Stated goal:
In the text on Chinese emigrants and tax residency, in what month and year did China's State Administration of Taxation issue the notice about Chinese emigrants temporarily working in mainland China?
::: Text shown :::
First, I quote a book by a Chinese professor of accounting confirming that a Chinese emigrant (i.e. a person who has emigrated, but remains a Chinese citizen) is not a Chinese tax resident and thus is only subject to Chinese tax on mainland China-source income. Afterwards, I look into the historical background of some (non-tax) regulations defining exactly who qualifies as a “Chinese emigrant”.
Primarily, I discuss a November 2014 notice in which China’s State Administration of Taxation have stated, with reference to that definition, that a Chinese emigrant temporarily working in mainland China can qualify for a tax deduction given to residents of mainland China who are not domiciled there. This clearly confirms the tax authority’s view that not all Chinese citizens have Chinese domicile, and means that these Chinese citizens would not be Chinese tax residents when they live outside of mainland China.
Finally, on 11 January I added some one more section to this post (rather than make a fourth post on the subject of Chinese taxation): an October 2014 article in a State Administration of Taxation publication about the detailed process of determining the domicile of Chinese citizens who have residence abroad but return to China temporarily for work.
Table of contents
- Chinese citizens settled abroad are not Chinese tax residents
- The definition of “Chinese emigrant”
- The term “Chinese emigrant” in the tax regulations
- Tax authorities using above definition of “emigrant”
- Details on process of zhusuo determination
Chinese citizens settled abroad are not Chinese tax residents
The following quote is from WANG Hong and CHEN Li, Tax Planning, Beijing: Tsinghua University Press, 2006, p. 203. The first author Mr. Wang is a professor of accounting at Sichuan University, a Certified Public Accountant in China, and a former visiting scholar at Dalhousie University in Canada.
::: Listed entries :::
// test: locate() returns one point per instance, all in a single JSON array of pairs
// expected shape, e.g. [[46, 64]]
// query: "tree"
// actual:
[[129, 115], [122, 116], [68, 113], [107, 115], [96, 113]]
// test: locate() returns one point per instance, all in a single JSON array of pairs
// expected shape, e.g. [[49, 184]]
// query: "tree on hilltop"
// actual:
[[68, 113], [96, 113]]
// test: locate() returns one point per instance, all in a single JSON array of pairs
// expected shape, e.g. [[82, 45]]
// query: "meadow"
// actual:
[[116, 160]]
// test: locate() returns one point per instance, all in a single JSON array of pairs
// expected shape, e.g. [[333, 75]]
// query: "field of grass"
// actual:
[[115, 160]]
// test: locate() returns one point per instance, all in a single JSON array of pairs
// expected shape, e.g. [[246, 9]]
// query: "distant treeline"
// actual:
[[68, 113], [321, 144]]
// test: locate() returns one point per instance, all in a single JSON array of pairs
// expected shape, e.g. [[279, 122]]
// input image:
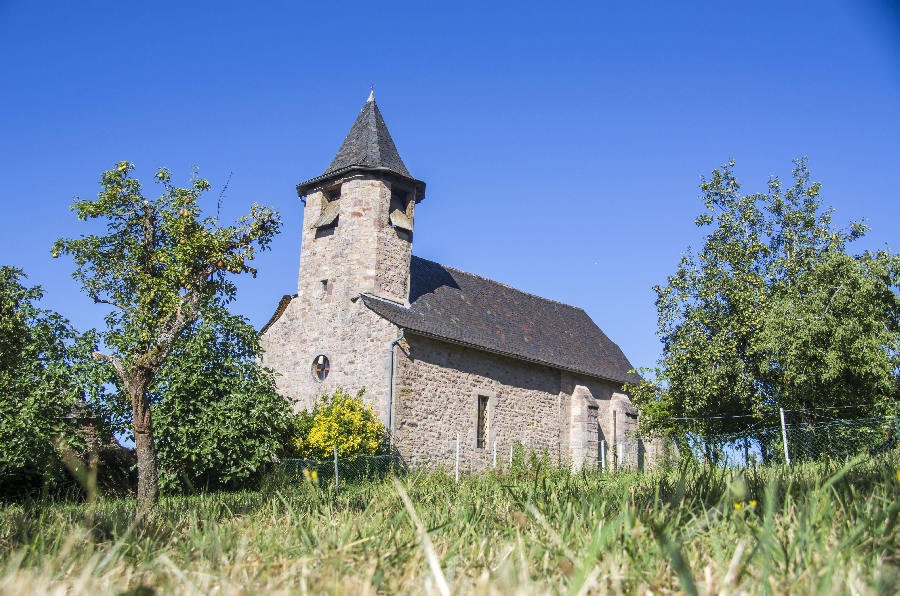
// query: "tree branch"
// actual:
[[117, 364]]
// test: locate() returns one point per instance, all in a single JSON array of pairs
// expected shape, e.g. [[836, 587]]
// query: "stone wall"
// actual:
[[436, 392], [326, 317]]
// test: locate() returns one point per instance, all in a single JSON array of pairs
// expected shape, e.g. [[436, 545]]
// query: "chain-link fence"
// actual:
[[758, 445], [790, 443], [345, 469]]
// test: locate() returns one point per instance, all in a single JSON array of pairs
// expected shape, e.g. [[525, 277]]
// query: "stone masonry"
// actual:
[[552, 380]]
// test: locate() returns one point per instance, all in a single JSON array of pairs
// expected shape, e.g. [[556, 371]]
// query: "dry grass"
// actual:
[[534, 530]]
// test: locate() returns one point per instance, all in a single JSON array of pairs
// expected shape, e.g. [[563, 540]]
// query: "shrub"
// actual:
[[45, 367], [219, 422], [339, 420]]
:::
::: Listed entries :::
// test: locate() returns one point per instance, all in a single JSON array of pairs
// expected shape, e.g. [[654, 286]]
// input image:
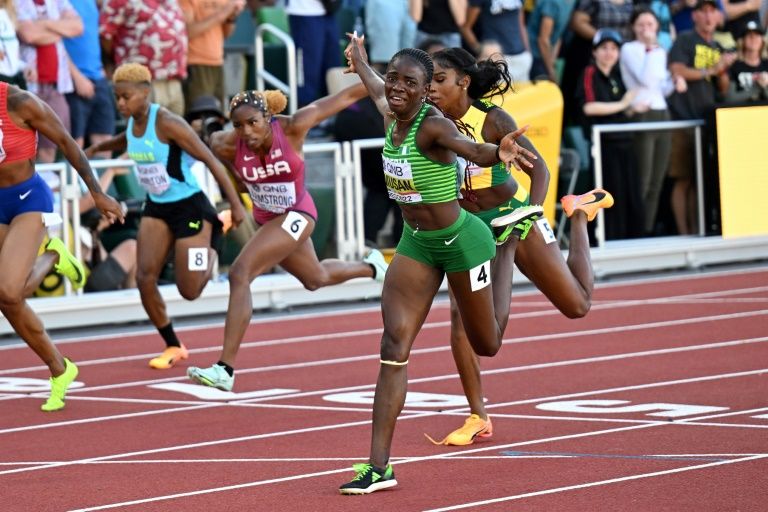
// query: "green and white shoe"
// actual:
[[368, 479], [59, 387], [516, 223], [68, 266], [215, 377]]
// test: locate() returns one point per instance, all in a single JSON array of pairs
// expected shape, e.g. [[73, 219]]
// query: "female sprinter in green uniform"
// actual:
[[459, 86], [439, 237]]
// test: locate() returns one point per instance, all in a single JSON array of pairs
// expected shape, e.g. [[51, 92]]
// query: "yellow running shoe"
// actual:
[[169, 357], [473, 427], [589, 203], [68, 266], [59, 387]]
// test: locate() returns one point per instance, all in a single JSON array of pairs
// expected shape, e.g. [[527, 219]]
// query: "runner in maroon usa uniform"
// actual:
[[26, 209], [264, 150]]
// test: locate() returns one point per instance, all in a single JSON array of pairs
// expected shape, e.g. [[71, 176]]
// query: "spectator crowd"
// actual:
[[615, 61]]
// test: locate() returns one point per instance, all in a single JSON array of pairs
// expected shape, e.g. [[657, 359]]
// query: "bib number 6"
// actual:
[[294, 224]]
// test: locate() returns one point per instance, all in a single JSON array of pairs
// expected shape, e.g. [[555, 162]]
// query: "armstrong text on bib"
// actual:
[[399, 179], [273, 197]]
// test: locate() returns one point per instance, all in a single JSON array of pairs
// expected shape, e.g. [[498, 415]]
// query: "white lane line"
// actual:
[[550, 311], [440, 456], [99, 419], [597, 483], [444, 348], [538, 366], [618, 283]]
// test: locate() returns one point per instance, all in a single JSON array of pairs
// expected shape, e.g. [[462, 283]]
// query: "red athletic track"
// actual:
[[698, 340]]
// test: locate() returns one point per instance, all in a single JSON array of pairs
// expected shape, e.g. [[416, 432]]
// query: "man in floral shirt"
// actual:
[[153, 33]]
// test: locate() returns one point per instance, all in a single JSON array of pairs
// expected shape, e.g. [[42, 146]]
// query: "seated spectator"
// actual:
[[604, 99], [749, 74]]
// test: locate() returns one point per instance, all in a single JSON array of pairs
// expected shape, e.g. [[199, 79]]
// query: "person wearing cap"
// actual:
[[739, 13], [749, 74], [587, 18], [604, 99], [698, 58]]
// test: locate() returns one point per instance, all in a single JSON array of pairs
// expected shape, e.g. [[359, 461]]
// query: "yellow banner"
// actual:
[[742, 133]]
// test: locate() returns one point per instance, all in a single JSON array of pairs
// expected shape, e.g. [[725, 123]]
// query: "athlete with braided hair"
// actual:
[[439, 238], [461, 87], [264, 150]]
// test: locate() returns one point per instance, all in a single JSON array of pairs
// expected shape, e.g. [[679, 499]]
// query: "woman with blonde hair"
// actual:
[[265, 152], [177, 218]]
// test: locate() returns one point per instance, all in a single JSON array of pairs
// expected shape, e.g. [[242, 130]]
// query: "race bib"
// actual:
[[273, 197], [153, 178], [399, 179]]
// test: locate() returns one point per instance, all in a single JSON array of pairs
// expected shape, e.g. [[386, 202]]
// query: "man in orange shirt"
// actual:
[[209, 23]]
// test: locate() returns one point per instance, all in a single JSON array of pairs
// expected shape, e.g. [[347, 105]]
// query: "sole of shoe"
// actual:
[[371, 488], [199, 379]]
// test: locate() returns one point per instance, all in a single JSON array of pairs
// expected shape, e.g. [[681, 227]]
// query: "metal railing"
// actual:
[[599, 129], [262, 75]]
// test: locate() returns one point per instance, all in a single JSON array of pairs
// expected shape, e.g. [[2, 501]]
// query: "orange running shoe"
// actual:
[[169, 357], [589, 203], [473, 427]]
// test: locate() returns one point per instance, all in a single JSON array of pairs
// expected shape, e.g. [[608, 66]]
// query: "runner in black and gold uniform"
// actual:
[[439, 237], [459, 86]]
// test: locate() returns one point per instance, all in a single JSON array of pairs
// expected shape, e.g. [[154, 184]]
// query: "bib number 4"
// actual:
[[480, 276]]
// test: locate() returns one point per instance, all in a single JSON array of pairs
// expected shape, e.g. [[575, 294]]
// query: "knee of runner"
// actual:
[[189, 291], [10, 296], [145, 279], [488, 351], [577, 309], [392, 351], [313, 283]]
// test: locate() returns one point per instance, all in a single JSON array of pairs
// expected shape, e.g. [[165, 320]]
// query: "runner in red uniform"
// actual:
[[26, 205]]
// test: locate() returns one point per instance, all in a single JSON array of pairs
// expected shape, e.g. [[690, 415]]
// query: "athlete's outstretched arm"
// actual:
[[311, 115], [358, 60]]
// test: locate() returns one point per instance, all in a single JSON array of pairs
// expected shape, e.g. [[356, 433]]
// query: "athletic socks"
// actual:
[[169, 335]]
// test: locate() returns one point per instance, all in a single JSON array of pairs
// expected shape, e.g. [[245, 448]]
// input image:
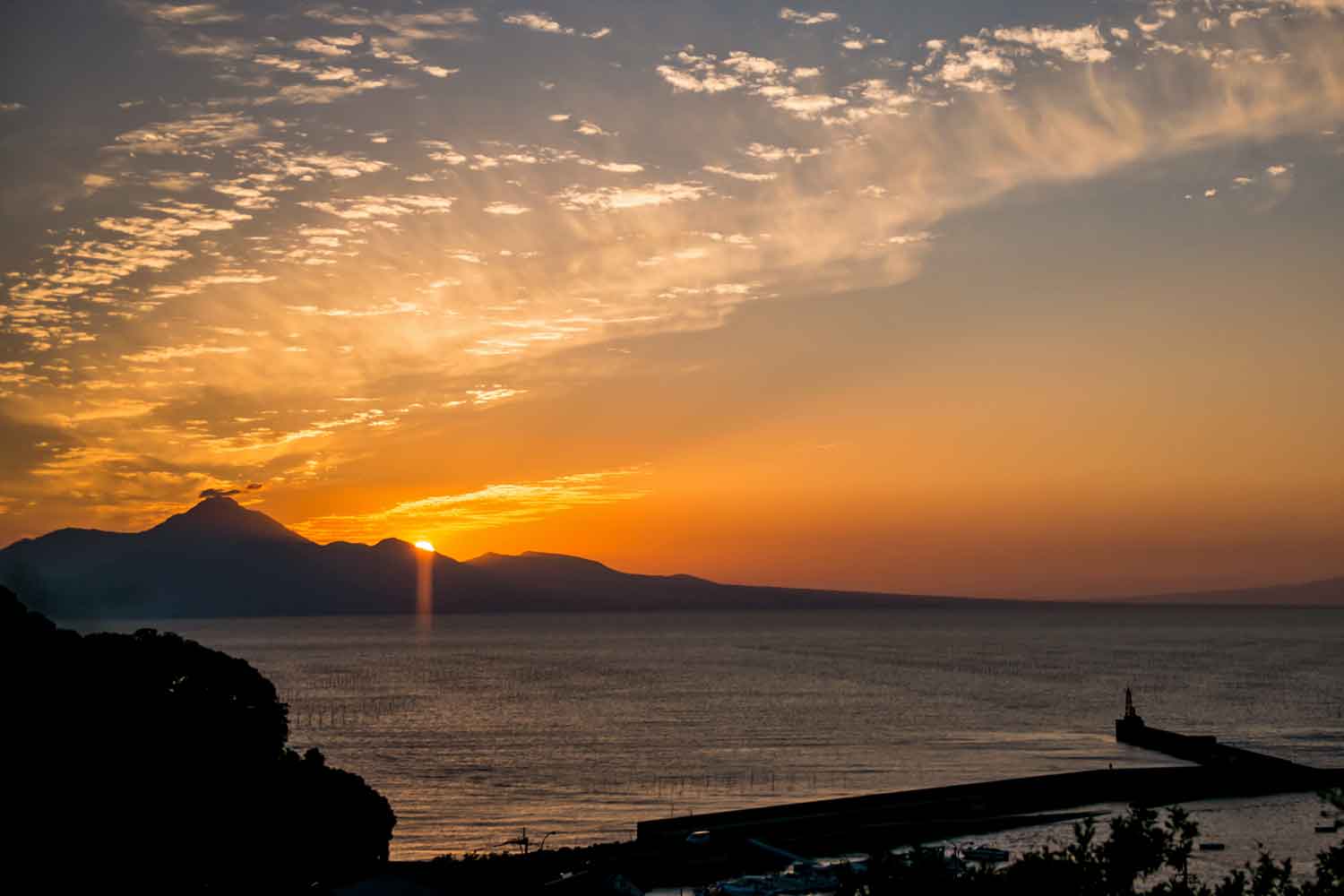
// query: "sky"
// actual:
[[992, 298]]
:::
Task solution:
November 2014